[Records of labeled points]

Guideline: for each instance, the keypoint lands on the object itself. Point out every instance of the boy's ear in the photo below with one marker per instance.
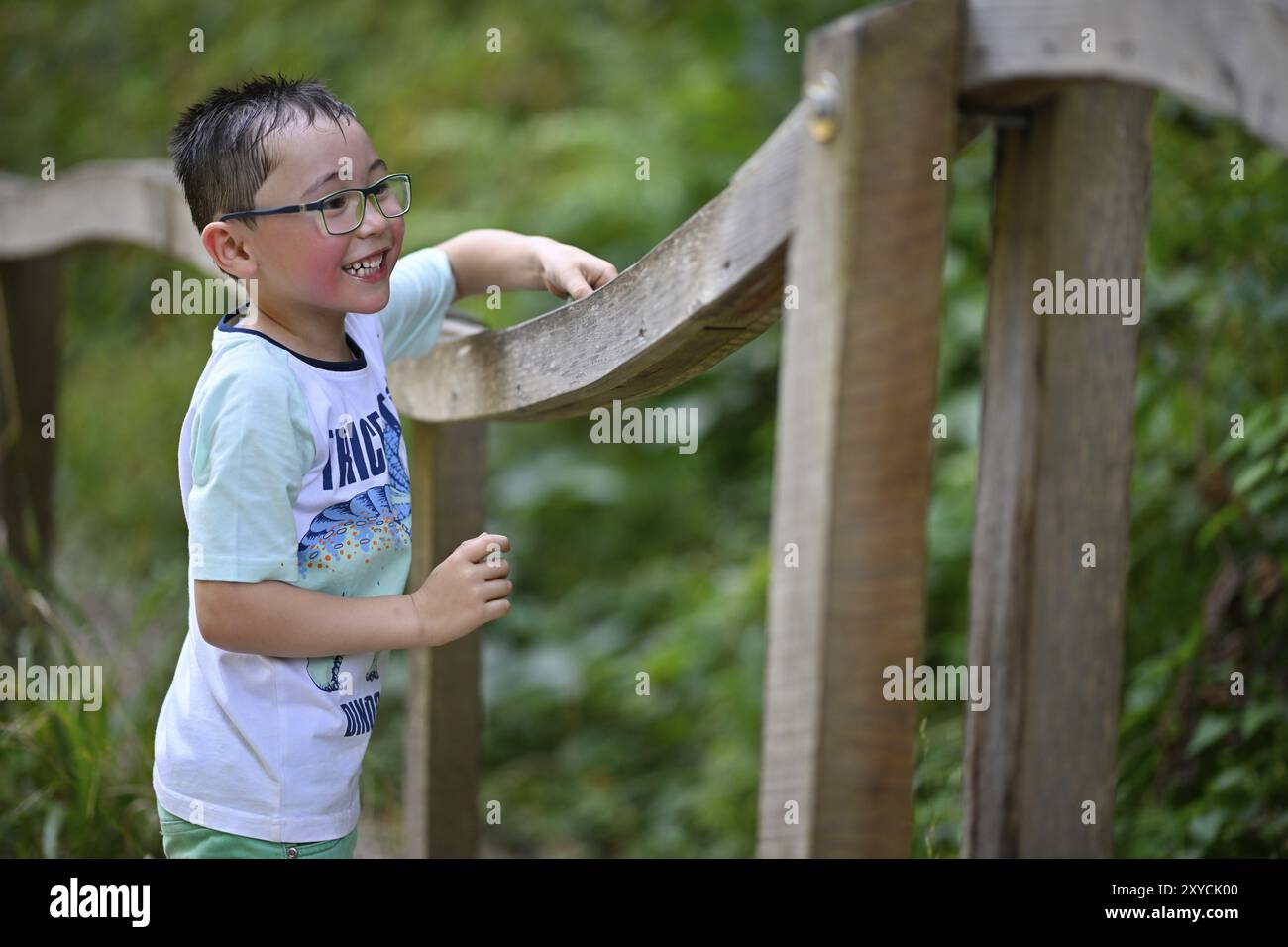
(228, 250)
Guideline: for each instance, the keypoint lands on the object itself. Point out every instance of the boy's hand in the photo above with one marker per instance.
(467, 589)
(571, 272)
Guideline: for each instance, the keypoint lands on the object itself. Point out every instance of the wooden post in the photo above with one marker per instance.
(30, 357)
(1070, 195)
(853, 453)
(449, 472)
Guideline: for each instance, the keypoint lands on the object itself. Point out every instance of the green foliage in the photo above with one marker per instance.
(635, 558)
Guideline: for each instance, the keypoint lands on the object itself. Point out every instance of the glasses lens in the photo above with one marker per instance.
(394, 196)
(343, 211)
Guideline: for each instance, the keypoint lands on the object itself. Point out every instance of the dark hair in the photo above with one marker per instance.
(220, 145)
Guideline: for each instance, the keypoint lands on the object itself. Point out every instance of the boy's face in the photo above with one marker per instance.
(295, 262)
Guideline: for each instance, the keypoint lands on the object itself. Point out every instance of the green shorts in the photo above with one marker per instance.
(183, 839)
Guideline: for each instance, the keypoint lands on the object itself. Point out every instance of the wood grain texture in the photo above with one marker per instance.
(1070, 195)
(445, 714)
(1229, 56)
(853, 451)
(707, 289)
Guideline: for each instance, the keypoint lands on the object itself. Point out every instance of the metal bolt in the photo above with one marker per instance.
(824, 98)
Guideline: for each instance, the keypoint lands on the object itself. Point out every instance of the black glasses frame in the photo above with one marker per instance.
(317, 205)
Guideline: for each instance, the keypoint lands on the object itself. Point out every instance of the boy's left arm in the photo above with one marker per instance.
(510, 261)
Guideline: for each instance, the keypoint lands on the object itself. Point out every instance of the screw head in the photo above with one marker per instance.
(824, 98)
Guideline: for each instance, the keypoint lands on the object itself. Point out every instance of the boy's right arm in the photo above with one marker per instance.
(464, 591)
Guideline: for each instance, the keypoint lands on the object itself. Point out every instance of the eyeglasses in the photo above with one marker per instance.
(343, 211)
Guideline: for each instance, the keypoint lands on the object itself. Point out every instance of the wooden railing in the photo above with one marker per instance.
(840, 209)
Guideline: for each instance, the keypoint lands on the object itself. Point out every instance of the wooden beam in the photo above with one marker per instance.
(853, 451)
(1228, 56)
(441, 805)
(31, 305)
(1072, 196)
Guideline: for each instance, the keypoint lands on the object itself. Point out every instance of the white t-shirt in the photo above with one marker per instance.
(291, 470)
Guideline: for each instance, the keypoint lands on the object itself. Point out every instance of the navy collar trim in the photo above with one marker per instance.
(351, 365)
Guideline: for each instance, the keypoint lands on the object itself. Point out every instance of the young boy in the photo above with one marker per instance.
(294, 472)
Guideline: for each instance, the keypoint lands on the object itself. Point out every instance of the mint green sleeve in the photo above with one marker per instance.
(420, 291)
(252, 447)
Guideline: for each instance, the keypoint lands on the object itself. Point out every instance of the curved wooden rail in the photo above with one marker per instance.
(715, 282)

---

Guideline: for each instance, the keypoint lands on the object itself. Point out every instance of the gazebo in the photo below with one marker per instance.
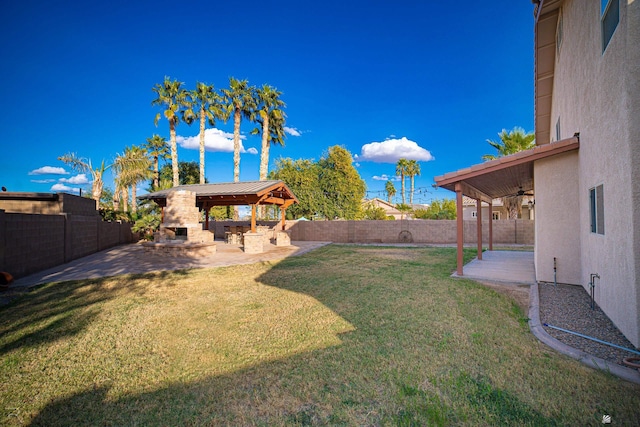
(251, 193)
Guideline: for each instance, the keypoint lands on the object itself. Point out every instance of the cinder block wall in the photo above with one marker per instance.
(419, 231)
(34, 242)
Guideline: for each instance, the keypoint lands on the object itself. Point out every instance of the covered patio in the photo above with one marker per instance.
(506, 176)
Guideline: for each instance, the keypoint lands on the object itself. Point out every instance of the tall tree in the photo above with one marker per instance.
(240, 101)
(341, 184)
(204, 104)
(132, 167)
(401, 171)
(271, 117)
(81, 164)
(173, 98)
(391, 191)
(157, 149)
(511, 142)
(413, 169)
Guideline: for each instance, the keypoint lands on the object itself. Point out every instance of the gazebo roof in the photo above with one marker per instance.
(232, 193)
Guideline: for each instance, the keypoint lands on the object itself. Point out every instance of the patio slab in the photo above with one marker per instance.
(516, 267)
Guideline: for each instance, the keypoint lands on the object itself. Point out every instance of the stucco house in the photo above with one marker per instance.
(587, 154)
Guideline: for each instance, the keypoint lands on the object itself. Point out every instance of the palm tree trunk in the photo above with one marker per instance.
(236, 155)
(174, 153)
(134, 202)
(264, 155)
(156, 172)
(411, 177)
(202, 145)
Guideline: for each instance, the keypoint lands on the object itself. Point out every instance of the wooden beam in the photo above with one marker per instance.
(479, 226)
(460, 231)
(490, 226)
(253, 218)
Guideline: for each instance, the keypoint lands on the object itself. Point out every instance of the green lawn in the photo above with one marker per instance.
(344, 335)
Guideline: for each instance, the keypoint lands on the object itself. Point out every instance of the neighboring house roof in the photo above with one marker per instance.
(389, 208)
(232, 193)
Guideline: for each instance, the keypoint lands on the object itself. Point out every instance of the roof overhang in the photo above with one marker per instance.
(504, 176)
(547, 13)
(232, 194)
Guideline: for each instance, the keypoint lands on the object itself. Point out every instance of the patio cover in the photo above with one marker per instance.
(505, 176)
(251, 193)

--- Stated exercise ---
Please pull out every row above that contains the word "house", and copy each one in full.

--- Answer for the task ---
Guideline: for each instance, the keypoint lands on the object itself. Point out every instance of the stucco house in the photo above with one marker per instance.
Guideline: for each instance, the keypoint lands on the object itself. Point out every instance of the neighboring house roof in the photo above with one marker per instance.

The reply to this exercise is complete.